> _Page text_:

▬▬▬

Implementation:Microsoft DeepSpeedExamples LossTracker AverageMeter Accuracy
| Knowledge Sources | |
|---|---|
| Domains | Deep Learning, Training Utilities |
| Last Updated | 2026-02-07 12:00 GMT |
Overview
Provides training utility classes including LossTracker, AverageMeter, ProgressMeter, and top-k accuracy computation for Vision Transformer fine-tuning experiments.
Description
This module contains several utility classes and functions used during training and evaluation of vision models. The LossTracker class aggregates loss, top-1 accuracy, and top-5 accuracy metrics through internal AverageMeter instances and formats progress output via a ProgressMeter. It provides a simple update() interface that computes accuracy from model outputs and targets, and a display() method that prints formatted progress at configurable intervals.
The AverageMeter class tracks running averages of metric values by maintaining a sum and count. It supports weighted updates via the n parameter and provides formatted string output. The ProgressMeter class formats and displays batch-level progress information with configurable prefix strings and batch formatting.
Additional utilities include get_model for creating and wrapping models with DataParallel and optional half-precision support, get_optimizer for creating optimizers (SGD, Nesterov SGD, RMSprop, Adagrad, AdamW), get_scheduler for creating learning rate schedulers (constant, step, exponential, cosine, multi-step), the accuracy function for computing top-k accuracy metrics, and run_cmd for executing system commands as subprocesses.
Usage
Use these utilities in ViT fine-tuning training loops to track and display training metrics, create models with appropriate parallelism wrappers, configure optimizers and schedulers, and compute classification accuracy.
Code Reference
Source Location
- Repository: Microsoft_DeepSpeedExamples
- File: training/data_efficiency/vit_finetuning/utils/utils.py
- Lines: 1-178
Signature
class LossTracker(object):
def __init__(self, num, prefix='', print_freq=1):
...
def update(self, loss, output, target):
...
def display(self, step):
...
class AverageMeter(object):
def __init__(self, name, fmt=':f'):
...
def reset(self):
...
def update(self, val, n=1):
...

▬▬▬

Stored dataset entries
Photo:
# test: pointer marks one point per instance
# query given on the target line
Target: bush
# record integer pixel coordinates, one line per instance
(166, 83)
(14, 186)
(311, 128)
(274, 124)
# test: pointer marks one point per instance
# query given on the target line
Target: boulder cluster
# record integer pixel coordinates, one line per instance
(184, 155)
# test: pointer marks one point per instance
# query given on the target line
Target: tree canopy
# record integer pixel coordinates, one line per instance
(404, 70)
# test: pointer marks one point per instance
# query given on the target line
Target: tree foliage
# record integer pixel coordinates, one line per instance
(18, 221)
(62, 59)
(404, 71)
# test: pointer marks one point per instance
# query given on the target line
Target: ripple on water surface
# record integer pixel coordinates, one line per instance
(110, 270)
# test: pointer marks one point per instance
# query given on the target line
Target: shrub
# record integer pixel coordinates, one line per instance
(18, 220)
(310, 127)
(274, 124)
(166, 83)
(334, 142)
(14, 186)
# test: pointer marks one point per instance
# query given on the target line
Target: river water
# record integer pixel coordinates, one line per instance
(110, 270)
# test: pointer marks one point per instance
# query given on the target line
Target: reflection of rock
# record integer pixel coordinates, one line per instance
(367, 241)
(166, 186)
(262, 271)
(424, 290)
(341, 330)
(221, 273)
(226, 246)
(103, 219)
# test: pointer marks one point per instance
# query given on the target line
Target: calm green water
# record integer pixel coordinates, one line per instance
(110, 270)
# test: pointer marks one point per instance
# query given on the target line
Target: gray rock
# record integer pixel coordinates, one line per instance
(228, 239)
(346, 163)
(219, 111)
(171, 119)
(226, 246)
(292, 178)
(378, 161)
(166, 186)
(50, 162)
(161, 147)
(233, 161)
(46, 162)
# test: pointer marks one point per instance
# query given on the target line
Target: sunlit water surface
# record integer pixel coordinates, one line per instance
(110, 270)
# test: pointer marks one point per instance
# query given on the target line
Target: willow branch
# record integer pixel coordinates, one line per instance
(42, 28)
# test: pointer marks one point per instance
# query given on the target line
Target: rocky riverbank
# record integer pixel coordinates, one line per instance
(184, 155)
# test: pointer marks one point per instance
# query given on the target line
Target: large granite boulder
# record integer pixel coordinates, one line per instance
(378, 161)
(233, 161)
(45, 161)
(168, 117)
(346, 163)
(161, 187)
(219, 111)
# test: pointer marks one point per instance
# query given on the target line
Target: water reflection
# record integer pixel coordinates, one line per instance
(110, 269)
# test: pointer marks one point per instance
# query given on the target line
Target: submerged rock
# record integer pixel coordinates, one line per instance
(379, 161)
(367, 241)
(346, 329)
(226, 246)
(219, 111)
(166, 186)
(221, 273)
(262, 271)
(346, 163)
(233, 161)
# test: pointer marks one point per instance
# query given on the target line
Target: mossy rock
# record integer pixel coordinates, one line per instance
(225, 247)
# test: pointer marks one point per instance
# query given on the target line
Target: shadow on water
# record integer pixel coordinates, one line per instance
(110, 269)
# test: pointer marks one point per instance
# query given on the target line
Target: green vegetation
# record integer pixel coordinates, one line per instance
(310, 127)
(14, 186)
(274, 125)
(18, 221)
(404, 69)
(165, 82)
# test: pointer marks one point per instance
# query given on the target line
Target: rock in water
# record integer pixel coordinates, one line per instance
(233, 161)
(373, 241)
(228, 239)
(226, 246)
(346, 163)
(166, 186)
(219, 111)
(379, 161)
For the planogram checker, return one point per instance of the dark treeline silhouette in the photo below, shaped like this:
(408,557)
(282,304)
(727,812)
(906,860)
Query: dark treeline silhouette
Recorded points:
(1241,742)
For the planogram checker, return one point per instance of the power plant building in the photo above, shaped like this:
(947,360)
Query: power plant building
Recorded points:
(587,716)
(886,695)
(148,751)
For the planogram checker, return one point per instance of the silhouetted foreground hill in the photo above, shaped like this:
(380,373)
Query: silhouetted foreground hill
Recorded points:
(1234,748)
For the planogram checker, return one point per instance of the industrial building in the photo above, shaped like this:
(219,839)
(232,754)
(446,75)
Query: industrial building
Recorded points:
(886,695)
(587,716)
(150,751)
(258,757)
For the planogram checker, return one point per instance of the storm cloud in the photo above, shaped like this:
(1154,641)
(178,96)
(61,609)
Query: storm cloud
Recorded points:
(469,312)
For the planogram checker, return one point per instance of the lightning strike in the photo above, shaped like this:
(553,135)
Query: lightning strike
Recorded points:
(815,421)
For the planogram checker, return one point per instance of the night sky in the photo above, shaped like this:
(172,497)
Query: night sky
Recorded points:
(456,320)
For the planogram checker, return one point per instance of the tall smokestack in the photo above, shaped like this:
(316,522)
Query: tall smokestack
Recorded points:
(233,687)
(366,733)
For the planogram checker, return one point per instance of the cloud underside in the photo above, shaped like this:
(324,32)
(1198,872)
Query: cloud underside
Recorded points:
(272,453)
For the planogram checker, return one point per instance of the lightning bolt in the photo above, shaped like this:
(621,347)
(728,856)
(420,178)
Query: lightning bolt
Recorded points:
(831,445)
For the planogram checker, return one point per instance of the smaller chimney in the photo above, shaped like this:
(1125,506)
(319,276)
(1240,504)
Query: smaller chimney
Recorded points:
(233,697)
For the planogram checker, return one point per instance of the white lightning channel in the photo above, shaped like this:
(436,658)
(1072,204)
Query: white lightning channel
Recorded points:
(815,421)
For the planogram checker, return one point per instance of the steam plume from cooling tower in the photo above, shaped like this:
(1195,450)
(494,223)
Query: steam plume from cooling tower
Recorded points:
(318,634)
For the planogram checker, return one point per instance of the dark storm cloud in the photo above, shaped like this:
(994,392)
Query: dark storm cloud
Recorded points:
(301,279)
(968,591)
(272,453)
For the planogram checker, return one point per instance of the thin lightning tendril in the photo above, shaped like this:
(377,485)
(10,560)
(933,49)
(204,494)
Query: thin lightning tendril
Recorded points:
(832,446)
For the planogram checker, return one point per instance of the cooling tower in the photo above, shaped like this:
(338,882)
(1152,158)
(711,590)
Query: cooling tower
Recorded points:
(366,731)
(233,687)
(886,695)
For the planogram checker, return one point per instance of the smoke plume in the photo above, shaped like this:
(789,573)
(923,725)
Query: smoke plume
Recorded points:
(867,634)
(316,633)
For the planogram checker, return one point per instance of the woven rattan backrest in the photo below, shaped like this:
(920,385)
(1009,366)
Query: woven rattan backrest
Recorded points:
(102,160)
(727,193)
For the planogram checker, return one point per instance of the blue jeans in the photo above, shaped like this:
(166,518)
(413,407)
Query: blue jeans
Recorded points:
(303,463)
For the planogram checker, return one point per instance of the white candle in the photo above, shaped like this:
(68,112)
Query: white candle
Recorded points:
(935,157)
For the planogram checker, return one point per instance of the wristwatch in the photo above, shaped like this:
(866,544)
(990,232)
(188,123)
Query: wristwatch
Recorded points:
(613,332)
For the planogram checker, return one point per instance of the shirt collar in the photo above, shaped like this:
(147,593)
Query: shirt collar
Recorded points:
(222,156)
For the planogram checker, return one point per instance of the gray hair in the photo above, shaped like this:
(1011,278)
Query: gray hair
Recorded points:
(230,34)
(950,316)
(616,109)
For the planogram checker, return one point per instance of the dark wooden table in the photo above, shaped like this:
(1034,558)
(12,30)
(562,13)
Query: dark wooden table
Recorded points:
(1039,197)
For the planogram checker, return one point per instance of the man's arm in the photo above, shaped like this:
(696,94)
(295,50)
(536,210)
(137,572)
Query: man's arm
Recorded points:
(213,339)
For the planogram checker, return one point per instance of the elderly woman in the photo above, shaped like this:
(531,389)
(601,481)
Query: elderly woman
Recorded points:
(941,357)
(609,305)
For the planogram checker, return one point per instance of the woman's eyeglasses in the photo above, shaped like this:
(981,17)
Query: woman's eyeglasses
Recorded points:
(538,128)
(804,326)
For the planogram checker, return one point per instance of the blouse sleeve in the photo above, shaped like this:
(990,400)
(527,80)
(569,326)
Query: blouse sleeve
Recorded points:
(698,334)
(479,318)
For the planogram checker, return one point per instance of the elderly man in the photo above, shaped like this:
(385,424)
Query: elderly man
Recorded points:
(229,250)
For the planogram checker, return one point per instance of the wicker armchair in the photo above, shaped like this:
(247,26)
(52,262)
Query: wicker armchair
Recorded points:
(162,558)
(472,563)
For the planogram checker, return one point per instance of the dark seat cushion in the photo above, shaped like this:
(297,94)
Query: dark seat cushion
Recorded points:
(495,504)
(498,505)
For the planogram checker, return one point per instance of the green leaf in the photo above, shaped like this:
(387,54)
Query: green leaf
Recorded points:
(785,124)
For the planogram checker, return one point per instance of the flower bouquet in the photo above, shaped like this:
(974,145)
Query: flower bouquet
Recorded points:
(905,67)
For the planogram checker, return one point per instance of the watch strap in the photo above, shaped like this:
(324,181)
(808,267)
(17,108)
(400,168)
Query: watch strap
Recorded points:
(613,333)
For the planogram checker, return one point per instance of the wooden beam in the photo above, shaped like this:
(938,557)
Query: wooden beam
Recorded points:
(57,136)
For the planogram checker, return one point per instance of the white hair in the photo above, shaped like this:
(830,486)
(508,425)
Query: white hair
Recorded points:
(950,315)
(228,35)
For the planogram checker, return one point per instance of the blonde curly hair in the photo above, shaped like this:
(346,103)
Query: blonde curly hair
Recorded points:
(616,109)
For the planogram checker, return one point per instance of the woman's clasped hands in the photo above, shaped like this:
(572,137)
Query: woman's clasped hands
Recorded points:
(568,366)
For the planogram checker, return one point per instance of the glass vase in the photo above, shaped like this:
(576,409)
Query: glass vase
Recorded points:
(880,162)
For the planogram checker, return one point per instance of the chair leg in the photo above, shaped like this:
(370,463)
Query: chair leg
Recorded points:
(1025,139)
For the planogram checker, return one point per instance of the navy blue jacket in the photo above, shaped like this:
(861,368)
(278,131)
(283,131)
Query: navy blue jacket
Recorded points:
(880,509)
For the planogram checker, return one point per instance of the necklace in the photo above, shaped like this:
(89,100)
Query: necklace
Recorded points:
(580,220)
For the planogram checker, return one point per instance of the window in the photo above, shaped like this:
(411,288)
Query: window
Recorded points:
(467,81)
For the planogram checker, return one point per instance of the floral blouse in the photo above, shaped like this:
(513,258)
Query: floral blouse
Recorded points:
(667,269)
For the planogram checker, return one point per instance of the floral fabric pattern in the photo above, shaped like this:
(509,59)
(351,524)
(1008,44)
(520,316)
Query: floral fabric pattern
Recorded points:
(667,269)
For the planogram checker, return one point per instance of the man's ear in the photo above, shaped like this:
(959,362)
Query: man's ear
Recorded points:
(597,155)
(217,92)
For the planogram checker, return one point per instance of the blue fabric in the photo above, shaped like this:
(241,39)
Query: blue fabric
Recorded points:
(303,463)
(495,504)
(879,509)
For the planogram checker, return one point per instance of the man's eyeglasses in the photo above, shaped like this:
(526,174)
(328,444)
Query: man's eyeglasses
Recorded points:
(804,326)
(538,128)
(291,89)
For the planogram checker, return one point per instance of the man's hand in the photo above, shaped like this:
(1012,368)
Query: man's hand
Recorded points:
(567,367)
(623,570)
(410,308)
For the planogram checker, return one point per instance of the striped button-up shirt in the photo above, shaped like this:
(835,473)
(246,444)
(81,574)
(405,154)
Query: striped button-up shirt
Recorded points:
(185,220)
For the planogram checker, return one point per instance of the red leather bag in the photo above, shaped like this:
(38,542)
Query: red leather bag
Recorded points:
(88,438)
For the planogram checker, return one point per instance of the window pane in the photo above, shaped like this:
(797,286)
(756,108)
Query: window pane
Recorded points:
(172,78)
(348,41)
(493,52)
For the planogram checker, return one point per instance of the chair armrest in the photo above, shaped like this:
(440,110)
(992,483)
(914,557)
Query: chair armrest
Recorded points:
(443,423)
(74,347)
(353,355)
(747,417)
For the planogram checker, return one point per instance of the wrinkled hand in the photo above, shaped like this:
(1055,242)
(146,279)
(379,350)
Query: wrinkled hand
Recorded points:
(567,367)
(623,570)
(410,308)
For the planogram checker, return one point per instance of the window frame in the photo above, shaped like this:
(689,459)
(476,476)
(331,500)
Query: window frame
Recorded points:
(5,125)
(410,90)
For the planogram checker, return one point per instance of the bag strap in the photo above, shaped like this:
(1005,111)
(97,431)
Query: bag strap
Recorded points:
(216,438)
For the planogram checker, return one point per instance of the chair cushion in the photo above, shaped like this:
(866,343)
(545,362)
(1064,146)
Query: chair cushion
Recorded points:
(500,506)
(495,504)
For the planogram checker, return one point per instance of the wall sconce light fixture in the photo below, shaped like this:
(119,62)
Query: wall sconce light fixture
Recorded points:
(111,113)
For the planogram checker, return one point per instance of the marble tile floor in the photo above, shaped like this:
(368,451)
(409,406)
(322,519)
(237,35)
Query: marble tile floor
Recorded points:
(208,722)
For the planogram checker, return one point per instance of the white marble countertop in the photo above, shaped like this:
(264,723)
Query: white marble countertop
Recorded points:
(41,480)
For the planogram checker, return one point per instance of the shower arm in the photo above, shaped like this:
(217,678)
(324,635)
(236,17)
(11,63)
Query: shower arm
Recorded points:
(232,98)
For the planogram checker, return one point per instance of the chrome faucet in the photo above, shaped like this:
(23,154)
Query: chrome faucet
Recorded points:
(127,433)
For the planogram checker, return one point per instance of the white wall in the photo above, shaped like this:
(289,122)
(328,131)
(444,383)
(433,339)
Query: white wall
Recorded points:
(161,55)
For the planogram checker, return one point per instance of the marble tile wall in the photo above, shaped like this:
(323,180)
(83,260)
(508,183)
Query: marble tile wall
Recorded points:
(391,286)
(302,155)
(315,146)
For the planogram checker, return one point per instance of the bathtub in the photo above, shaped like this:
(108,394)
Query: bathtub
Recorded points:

▬▬▬

> _Instructions_:
**1.** According to the training utilities page, which learning rate schedulers can get_scheduler create?
**2.** Copy the training utilities page text between "Description" and "at configurable intervals.", inclusive, swapping "vision models" for "image classifiers".
These entries are separate material and are not part of the training utilities page.

> _Answers provided_:
**1.** Constant, step, exponential, cosine, and multi-step schedulers.

**2.**
Description
This module contains several utility classes and functions used during training and evaluation of image classifiers. The LossTracker class aggregates loss, top-1 accuracy, and top-5 accuracy metrics through internal AverageMeter instances and formats progress output via a ProgressMeter. It provides a simple update() interface that computes accuracy from model outputs and targets, and a display() method that prints formatted progress at configurable intervals.